# Problemas:
1. Extrae del texto sobre ciencia y anarquía el fragmento que va desde "La idea general" hasta "de la ciencia.".
2. Según el texto sobre ciencia y anarquía, ¿quién hizo la traducción francesa publicada en 1882?

# Extracto de la fuente:
..........
Mijaíl Bakunin: Ciencia y anarquía (extracto de Dios y el Estado, 1882).

Nota de la página web de Panarchy: Pasajes muy penetrantes sobre la naturaleza y el papel de la ciencia que no han perdido nada de su actualidad, sobre todo en una época, como la actual, de debacle total de los "estudiosos" de las ciencias sociales y de pérdida de humildad de los "estudiosos" de las ciencias naturales. Dios y el Estado fue compuesto entre febrero y marzo de 1871 y fue publicado en 1882 en una traducción francesa de Élisée Reclus, con una introducción de Carlo Cafiero. El título original elegido por Bakunin fue Sofismas históricos de la escuela doctrinaria de los comunistas alemanes.

LA CIENCIA COMO ABSTRACCIÓN

La idea general es siempre una abstracción y, por ese mismo hecho, en cierto modo, una negación de la vida real. He observado esta propiedad del pensamiento humano, y por consiguiente también de la ciencia, de poder captar y nombrar en los hechos reales sólo su significado general, sus relaciones generales, sus leyes generales; en una palabra, lo que es permanente, en sus continuas transformaciones, pero nunca su lado material, individual, y, por así decirlo, palpitante de realidad y de vida, pero por ello mismo fugaz y esquivo. La ciencia comprende el pensamiento de la realidad, no la realidad misma, el pensamiento de la vida, no la vida. Este es su límite, el único límite verdaderamente infranqueable para ella, porque se basa en la naturaleza misma del pensamiento humano, que es el único órgano de la ciencia.
..........
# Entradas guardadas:
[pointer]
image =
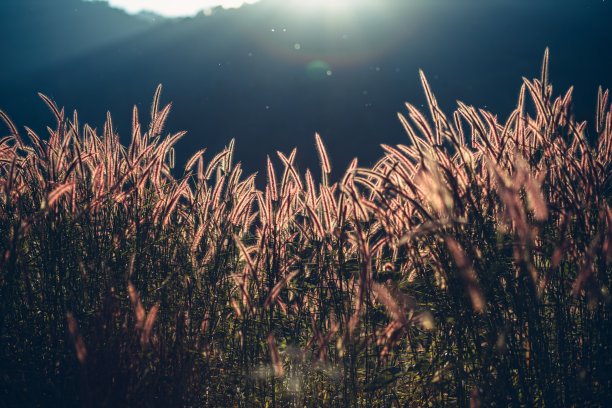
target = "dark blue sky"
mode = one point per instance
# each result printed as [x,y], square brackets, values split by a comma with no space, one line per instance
[241,73]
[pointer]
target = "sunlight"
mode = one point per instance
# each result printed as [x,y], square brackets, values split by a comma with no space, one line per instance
[175,8]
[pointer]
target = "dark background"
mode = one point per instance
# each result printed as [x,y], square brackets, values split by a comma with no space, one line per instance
[236,73]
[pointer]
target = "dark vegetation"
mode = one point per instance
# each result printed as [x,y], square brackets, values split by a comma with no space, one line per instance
[470,267]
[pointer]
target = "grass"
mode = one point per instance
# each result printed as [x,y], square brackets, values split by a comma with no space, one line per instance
[470,267]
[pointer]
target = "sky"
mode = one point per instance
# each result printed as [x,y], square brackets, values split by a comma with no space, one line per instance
[272,74]
[174,8]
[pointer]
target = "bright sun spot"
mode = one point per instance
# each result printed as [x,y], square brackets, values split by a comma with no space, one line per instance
[174,8]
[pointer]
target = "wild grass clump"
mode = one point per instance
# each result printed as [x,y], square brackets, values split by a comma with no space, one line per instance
[471,267]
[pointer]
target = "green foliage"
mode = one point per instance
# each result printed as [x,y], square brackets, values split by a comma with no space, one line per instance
[468,268]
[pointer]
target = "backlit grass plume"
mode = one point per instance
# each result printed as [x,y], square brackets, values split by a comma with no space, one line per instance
[469,266]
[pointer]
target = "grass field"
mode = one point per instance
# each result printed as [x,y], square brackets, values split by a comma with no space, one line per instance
[469,267]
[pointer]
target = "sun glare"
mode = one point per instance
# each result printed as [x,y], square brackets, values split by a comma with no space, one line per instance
[175,8]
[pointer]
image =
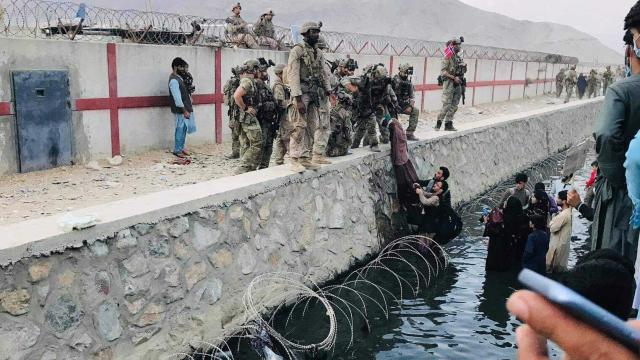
..........
# Resultados del ejercicio:
1.
La idea general es siempre una abstracción y, por ese mismo hecho, en cierto modo, una negación de la vida real. He observado esta propiedad del pensamiento humano, y por consiguiente también de la ciencia, de poder captar y nombrar en los hechos reales sólo su significado general, sus relaciones generales, sus leyes generales; en una palabra, lo que es permanente, en sus continuas transformaciones, pero nunca su lado material, individual, y, por así decirlo, palpitante de realidad y de vida, pero por ello mismo fugaz y esquivo. La ciencia comprende el pensamiento de la realidad, no la realidad misma, el pensamiento de la vida, no la vida. Este es su límite, el único límite verdaderamente infranqueable para ella, porque se basa en la naturaleza misma del pensamiento humano, que es el único órgano de la ciencia.

2. Élisée Reclus.